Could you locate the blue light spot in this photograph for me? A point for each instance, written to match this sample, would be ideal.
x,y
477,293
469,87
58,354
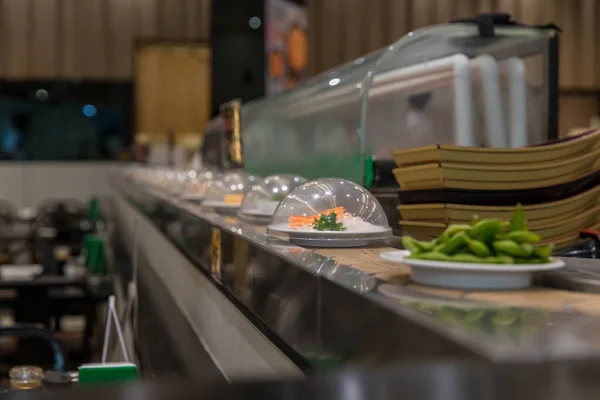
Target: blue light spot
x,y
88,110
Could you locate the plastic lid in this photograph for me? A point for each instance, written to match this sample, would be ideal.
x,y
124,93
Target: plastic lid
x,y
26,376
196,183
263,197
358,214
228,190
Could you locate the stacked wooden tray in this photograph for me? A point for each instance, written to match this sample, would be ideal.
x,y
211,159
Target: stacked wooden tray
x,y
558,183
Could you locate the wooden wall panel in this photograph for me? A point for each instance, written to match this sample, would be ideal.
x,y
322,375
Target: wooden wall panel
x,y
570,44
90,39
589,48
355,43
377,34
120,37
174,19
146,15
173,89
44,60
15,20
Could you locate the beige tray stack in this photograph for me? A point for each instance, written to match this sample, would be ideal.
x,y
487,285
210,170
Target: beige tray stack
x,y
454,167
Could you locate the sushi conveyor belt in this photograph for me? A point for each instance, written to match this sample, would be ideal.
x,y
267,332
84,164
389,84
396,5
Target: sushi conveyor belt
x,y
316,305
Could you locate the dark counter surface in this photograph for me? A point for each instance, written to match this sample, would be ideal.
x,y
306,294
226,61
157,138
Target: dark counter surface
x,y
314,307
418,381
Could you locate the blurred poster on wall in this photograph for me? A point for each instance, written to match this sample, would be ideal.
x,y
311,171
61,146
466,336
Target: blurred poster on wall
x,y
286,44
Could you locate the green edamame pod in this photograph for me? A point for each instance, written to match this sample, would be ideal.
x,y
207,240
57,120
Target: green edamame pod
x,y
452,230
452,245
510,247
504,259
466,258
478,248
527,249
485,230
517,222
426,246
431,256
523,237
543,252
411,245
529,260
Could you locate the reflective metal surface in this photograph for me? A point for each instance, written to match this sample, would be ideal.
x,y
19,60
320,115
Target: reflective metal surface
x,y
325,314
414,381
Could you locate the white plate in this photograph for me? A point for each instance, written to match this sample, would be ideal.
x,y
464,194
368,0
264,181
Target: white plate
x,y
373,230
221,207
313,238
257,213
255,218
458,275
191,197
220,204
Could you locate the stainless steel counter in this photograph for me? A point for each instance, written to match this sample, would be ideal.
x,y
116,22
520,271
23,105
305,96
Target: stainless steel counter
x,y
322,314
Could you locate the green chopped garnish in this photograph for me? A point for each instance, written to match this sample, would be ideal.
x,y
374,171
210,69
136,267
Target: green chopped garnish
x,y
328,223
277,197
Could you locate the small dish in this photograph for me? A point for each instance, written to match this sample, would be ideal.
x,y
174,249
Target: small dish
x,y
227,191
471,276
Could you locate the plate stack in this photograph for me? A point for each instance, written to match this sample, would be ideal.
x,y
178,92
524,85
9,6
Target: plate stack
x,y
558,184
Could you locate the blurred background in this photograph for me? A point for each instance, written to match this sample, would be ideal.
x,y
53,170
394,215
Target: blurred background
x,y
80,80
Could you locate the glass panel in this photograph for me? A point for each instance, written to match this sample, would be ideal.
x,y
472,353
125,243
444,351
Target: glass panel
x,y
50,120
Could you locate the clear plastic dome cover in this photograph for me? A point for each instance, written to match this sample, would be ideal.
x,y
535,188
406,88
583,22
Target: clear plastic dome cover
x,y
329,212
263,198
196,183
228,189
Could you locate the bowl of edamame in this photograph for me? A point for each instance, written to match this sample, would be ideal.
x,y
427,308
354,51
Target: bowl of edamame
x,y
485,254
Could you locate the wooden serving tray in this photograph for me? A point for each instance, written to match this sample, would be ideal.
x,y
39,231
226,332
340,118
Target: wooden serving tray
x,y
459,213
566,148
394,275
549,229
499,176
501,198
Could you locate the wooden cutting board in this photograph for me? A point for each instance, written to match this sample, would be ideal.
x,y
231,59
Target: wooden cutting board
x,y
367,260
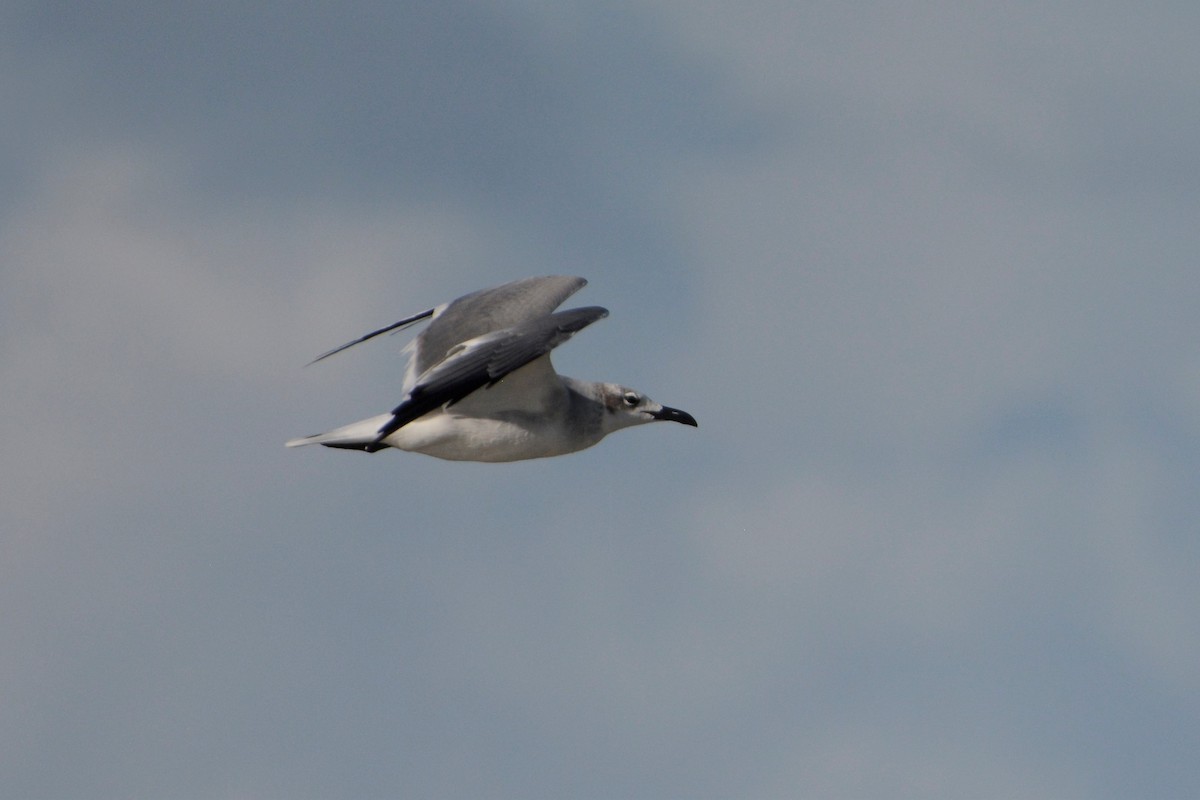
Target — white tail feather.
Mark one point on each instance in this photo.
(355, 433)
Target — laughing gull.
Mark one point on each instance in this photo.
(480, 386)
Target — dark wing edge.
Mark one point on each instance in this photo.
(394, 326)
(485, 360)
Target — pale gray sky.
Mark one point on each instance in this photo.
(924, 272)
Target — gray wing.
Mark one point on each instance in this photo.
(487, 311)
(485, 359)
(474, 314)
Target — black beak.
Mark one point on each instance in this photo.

#####

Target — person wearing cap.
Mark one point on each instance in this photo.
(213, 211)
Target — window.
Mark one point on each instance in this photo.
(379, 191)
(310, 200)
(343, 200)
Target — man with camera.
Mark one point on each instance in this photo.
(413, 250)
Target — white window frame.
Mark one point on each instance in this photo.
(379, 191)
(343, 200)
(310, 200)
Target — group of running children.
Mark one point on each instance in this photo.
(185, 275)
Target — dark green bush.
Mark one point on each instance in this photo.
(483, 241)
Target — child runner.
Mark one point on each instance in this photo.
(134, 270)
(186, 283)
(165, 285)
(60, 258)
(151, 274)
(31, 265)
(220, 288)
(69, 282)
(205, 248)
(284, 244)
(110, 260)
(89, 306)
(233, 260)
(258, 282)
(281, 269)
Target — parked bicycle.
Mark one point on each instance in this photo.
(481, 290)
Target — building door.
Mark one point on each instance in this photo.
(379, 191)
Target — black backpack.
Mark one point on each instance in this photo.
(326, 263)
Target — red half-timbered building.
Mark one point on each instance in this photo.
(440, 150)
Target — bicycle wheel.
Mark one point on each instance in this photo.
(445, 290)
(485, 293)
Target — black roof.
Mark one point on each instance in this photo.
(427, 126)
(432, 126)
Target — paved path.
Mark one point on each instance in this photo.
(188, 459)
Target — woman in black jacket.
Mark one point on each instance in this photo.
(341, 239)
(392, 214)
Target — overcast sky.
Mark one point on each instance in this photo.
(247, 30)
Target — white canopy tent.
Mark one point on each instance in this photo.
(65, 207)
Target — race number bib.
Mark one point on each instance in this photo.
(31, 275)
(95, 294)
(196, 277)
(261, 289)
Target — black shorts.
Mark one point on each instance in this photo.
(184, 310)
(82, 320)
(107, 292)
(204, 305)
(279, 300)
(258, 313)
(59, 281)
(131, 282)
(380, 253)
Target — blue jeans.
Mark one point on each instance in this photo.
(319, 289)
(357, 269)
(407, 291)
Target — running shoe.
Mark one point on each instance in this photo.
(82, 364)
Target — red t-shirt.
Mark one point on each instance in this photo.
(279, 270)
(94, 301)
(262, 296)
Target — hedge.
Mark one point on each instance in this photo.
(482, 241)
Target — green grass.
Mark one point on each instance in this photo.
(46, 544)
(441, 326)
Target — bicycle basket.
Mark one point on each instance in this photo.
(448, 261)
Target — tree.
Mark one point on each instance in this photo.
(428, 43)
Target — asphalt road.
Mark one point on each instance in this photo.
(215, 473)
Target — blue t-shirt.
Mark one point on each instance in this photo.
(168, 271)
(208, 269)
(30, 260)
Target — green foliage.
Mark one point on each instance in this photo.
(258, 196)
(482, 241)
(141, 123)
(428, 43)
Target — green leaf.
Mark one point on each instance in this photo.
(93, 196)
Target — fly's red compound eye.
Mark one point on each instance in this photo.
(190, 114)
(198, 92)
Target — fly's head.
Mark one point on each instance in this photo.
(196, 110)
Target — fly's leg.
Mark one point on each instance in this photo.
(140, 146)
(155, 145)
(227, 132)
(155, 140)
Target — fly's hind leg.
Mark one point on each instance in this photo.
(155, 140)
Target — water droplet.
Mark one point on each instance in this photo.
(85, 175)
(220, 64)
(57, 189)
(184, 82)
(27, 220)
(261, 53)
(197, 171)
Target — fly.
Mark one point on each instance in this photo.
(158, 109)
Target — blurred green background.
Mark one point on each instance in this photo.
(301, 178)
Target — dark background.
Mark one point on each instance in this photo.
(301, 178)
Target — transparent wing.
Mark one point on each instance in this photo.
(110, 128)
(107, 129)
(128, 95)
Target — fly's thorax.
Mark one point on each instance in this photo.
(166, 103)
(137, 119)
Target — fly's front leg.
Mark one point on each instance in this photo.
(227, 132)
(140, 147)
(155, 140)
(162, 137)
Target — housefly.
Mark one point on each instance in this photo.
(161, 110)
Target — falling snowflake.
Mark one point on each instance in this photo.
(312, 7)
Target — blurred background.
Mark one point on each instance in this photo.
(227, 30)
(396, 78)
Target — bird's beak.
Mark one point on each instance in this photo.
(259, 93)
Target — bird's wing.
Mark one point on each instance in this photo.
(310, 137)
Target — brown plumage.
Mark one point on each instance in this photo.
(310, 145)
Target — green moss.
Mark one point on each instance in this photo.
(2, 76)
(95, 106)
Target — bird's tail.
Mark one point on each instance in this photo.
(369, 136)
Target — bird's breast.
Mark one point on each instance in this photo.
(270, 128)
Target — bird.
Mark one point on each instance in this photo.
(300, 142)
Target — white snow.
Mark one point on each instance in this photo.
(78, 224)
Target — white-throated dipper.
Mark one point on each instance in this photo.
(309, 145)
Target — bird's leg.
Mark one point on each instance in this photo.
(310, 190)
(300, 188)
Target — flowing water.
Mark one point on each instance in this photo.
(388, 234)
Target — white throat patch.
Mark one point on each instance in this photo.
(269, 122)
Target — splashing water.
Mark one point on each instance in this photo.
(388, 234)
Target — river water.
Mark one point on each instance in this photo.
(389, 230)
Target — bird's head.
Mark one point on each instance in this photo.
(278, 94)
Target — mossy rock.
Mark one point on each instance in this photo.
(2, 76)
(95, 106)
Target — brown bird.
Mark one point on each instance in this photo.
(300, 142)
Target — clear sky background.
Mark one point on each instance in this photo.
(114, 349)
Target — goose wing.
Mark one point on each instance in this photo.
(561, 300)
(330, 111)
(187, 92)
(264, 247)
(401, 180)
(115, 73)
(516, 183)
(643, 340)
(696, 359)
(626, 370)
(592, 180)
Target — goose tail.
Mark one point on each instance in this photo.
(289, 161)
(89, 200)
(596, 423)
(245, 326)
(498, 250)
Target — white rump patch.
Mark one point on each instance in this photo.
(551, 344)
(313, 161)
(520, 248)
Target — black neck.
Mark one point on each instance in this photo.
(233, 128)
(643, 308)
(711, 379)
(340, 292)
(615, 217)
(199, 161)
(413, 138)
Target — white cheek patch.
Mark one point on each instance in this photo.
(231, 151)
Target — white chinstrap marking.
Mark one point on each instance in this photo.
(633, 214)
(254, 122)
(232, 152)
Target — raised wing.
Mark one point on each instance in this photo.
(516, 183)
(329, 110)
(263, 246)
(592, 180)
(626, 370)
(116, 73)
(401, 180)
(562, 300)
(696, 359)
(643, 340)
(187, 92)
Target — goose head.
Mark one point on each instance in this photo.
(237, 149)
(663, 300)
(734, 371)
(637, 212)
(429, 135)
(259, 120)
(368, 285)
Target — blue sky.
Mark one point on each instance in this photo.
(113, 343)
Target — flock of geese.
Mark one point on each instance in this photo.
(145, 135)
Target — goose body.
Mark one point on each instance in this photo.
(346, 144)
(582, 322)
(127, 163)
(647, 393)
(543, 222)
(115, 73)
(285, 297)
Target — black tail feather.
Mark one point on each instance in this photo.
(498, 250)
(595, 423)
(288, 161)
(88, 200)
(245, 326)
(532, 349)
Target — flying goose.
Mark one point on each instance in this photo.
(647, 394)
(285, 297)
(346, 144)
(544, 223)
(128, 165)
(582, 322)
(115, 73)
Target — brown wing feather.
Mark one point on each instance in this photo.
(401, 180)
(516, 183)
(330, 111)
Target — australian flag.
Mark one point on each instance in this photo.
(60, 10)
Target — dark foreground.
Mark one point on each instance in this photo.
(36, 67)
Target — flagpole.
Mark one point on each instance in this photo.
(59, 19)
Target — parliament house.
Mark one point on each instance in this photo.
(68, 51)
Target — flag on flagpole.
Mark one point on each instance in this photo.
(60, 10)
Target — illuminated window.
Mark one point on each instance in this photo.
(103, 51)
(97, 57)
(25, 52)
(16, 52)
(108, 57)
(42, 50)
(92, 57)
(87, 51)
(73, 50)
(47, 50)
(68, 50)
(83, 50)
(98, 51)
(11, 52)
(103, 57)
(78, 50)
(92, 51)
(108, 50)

#####

Directions for this task: Only lines holding the word "head" are wanted here; copy each from the listing.

Response to the task:
Target — fly's head.
Target — bird's head.
Target — goose head.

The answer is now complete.